A run of records:
# # # # # # #
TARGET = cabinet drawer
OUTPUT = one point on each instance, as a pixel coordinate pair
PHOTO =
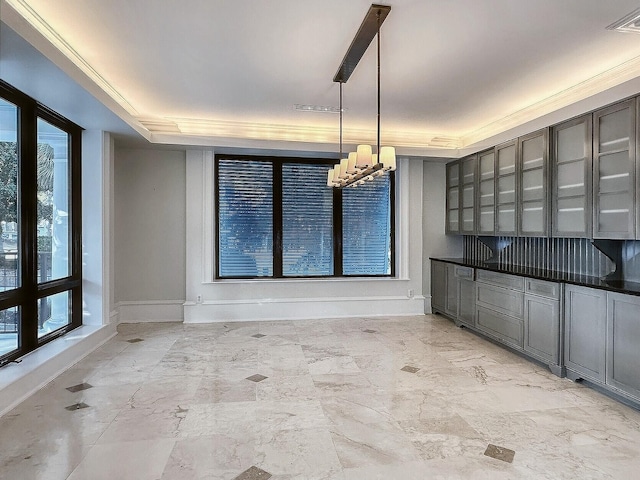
(464, 272)
(542, 288)
(504, 327)
(500, 279)
(500, 299)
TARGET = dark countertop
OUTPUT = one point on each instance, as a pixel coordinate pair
(619, 286)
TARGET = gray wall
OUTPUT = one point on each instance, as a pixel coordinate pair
(149, 204)
(434, 241)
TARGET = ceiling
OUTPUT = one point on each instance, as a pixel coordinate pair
(455, 74)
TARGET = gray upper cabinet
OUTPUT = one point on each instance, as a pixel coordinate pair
(468, 171)
(638, 170)
(532, 180)
(614, 185)
(453, 198)
(506, 189)
(572, 173)
(466, 296)
(486, 197)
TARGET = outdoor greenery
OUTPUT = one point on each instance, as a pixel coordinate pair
(9, 182)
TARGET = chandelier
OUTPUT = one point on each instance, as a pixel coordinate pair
(362, 165)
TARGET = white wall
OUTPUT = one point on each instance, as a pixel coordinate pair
(434, 241)
(149, 210)
(263, 299)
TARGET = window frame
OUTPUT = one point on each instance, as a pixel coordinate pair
(26, 296)
(277, 163)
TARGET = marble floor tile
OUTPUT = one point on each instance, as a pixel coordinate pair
(335, 405)
(359, 444)
(144, 460)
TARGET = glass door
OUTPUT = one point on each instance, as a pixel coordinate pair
(614, 171)
(10, 226)
(506, 198)
(572, 176)
(468, 168)
(532, 186)
(453, 198)
(486, 193)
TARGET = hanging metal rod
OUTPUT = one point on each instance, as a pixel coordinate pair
(367, 31)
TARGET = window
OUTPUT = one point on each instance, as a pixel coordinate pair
(40, 258)
(276, 218)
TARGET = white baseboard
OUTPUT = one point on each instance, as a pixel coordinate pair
(301, 308)
(427, 305)
(20, 380)
(150, 311)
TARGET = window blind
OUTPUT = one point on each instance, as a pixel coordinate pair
(245, 218)
(366, 228)
(307, 220)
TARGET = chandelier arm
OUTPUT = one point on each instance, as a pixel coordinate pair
(378, 35)
(341, 119)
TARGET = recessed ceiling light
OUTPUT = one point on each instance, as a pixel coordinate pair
(629, 24)
(316, 108)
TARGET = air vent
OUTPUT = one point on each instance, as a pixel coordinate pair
(628, 24)
(317, 108)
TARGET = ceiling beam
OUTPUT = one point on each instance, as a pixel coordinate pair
(366, 33)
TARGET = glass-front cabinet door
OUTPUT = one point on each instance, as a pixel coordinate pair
(614, 171)
(486, 198)
(506, 198)
(532, 185)
(571, 173)
(468, 169)
(453, 198)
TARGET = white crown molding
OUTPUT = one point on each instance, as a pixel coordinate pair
(291, 133)
(193, 130)
(40, 24)
(592, 86)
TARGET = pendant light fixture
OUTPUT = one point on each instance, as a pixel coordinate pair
(362, 165)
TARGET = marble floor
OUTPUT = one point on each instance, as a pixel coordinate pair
(380, 398)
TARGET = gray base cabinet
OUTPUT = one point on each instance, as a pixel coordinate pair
(451, 306)
(542, 321)
(466, 297)
(585, 314)
(500, 307)
(623, 343)
(438, 286)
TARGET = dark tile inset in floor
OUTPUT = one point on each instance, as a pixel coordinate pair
(76, 406)
(79, 387)
(253, 473)
(500, 453)
(410, 369)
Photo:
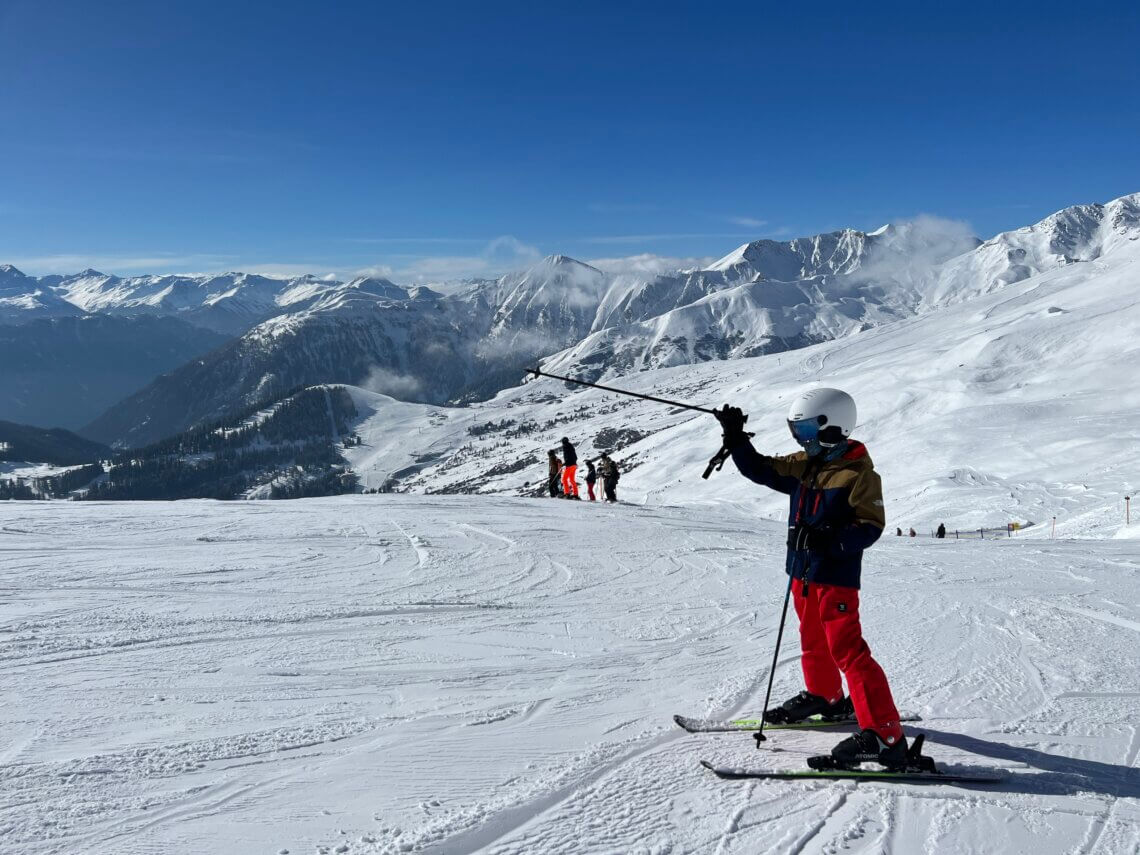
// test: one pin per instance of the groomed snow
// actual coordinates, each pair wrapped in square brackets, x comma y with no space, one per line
[382,674]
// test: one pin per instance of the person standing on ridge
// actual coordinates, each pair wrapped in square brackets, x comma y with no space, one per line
[569,470]
[555,469]
[836,513]
[591,480]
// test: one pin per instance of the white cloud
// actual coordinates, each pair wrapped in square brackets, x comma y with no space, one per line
[391,383]
[498,255]
[650,238]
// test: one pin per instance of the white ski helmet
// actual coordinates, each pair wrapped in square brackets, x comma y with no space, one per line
[823,415]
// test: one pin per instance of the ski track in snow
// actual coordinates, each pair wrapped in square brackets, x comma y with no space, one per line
[391,674]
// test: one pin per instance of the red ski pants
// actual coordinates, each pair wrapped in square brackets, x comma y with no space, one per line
[831,641]
[569,480]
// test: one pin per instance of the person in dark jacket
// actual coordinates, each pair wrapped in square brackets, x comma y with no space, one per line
[610,475]
[569,470]
[555,470]
[836,513]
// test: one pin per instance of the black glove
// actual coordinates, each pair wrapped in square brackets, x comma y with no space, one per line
[813,538]
[732,421]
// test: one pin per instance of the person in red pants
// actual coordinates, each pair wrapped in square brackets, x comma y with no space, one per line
[569,470]
[836,513]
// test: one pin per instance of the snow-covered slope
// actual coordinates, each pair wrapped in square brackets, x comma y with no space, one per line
[227,303]
[1016,406]
[1082,233]
[381,675]
[24,299]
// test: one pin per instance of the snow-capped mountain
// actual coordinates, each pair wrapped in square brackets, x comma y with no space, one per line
[1082,233]
[1015,406]
[25,298]
[227,303]
[64,371]
[421,345]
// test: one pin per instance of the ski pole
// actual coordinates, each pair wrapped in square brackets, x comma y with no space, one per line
[772,673]
[539,373]
[717,459]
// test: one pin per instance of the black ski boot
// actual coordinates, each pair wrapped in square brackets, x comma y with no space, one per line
[864,747]
[806,705]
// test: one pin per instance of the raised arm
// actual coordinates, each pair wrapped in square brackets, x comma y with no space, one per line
[780,473]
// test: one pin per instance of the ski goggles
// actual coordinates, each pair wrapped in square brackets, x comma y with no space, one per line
[805,430]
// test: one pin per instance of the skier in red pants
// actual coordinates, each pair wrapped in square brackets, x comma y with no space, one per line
[836,513]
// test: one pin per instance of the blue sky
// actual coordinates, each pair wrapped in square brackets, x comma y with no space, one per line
[439,139]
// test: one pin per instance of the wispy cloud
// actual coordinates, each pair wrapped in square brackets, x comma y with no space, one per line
# # # # # # #
Direction: Without including any picture, repeat the data exactly.

Final answer:
TARGET = cabinet drawer
OUTPUT = one point on each instance, as a pixel coordinate pair
PHOTO =
(464, 272)
(542, 288)
(504, 327)
(500, 279)
(500, 299)
TARGET = dark countertop
OUTPUT = one point on each instance, as a pixel coordinate pair
(619, 286)
TARGET = gray wall
OUTPUT = one point on each instance, as a pixel coordinate pair
(149, 204)
(434, 241)
TARGET = ceiling
OUTPUT = one point on each instance, as a pixel coordinate pair
(455, 74)
TARGET = gray upper cabinet
OUTPUT = one point on each instance, as a pixel coordinate pair
(468, 171)
(638, 170)
(532, 180)
(614, 185)
(453, 198)
(506, 189)
(572, 173)
(466, 296)
(486, 197)
TARGET = outdoor greenery
OUTPUT = one point on each instance, as a pixel coordinate pair
(9, 182)
TARGET = chandelier
OUTPUT = one point on each instance, as a pixel coordinate pair
(362, 165)
TARGET = white wall
OUTPUT = one point on each instance, as a pixel coordinate pair
(434, 241)
(149, 210)
(263, 299)
TARGET = window frame
OUTPUT = one point on each instance, as a pixel coordinate pair
(26, 296)
(277, 163)
TARGET = marble floor tile
OUTPUT = one point on each instance, as a pixel coordinate pair
(335, 405)
(359, 444)
(144, 460)
TARGET = glass door
OUTPUT = one point on each instance, as a pixel coordinate pair
(614, 171)
(10, 226)
(506, 198)
(572, 176)
(468, 168)
(532, 186)
(453, 198)
(486, 193)
TARGET = hanging metal rod
OUTPUT = one point on each instance, as a pixel coordinate pair
(367, 31)
TARGET = window
OUTPUT = one point on each instance, as a pixel coordinate pair
(40, 258)
(276, 218)
TARGET = white baseboard
OUTPUT = one point on each instance, as a pixel coordinate pair
(301, 308)
(427, 305)
(20, 380)
(150, 311)
TARGET = window blind
OUTPUT = one point on each instance, as a pixel coordinate pair
(245, 218)
(366, 228)
(307, 220)
TARGET = chandelier arm
OUTPUT = one point on each instance, as a pixel coordinate pair
(378, 35)
(341, 119)
TARGET = recessed ceiling light
OUTPUT = one point on each instance, as a pixel coordinate pair
(629, 24)
(316, 108)
TARGET = air vent
OUTPUT = one point on each instance, as a pixel coordinate pair
(628, 24)
(317, 108)
TARGET = ceiling beam
OUTPUT = one point on each instance, as a pixel coordinate pair
(366, 33)
TARGET = glass-front cabinet door
OUTPUT = one point on each instance, as a pixel coordinate pair
(614, 171)
(486, 198)
(506, 198)
(532, 185)
(571, 173)
(468, 169)
(453, 198)
TARGET = white crown molding
OUTPUT = one point on each instance, as a pixel coordinate pair
(291, 133)
(193, 130)
(40, 24)
(592, 86)
TARGET = pendant light fixture
OUTPUT = one point on each instance, as a pixel coordinate pair
(362, 165)
TARGET = marble floor
OUTPUT = one point on each instance, as a pixel coordinate pair
(380, 398)
TARGET = gray base cabinet
OUTPUT = one point on each instance, as a pixel coordinate pair
(451, 306)
(542, 321)
(466, 297)
(585, 314)
(500, 307)
(623, 343)
(438, 286)
TARGET = dark tile inset in floor
OUTPUT = one point on each instance, as a pixel coordinate pair
(76, 406)
(79, 387)
(253, 473)
(500, 453)
(410, 369)
Photo:
// test: one pin per instance of the groomed snow
// actual coordinates, each pair wrapped in square brackets, x comma y with no space, one per line
[382,674]
// test: one pin per instance of the person standing on ridge
// actual coordinates, each pair wrapped in square brackets, x comma y with no space, one per line
[569,470]
[555,469]
[836,513]
[591,480]
// test: one pin per instance of the white cloud
// actual coordinates, each pair wrapped in square brackets, x comma y with no space, one per line
[391,383]
[498,255]
[650,238]
// test: one pin per instance of the white ski helmet
// actual coordinates, each pair wrapped in square brackets, x comma y with no space, one per line
[823,415]
// test: one pin per instance of the ski track in snow
// actual coordinates, each pair wrapped in square brackets, x comma y with no space, one per line
[391,674]
// test: one pin per instance of the red ski pants
// actual coordinates, each pair wrapped in square brackets, x comma y with no space, one per line
[831,641]
[569,480]
// test: one pin per instance of the person in dark jacket
// actual coordinates, each pair wrapped in square brackets, x comma y with no space, one per line
[610,475]
[569,470]
[555,470]
[836,513]
// test: one pin per instance of the black glove
// actual coordinates, each pair wrapped in square brackets, x comma y with no space, one per line
[813,538]
[732,421]
// test: one pin per instance of the person in red pants
// actual coordinates, each pair wrapped in square brackets, x comma y with no space, one per line
[569,470]
[836,513]
// test: one pin per instance of the snow-covered slope
// actual coordinates, each pair wrapped in square brackets, x comma y with no space, one per line
[227,303]
[1016,406]
[1082,233]
[381,675]
[24,299]
// test: one pin per instance of the snow-capped mountain
// actual coordinates, each pair wrapped in square brackets, x comma y with no space, one per line
[1082,233]
[1015,406]
[25,298]
[227,303]
[64,371]
[421,345]
// test: one pin per instance of the ski pole
// actual coordinates, each pair wrapped in square brackets, x comma y with no space, one per line
[772,673]
[539,373]
[717,459]
// test: one pin per instance of the black ski boot
// actual coordinates, each pair wrapped in square brackets, x comma y with no space, one per line
[864,747]
[806,705]
// test: one pin per instance of the raised arm
// actual coordinates, each pair wrapped in square brackets, x comma y with no space, one per line
[780,473]
// test: one pin per instance of the ski goggles
// actual coordinates, each pair wrapped in square brackets, x comma y with no space, one per line
[805,430]
// test: one pin per instance of the skier in red pants
// actual coordinates, each pair wrapped in square brackets, x comma y with no space, one per line
[836,513]
// test: one pin per instance of the blue sky
// actual coordinates, each pair wrapped in square brackets, x comma y with no space, one per line
[439,139]
// test: one pin per instance of the wispy cloud
// actual coordinates, each pair wrapped in square brackets, x comma y with no space, one per line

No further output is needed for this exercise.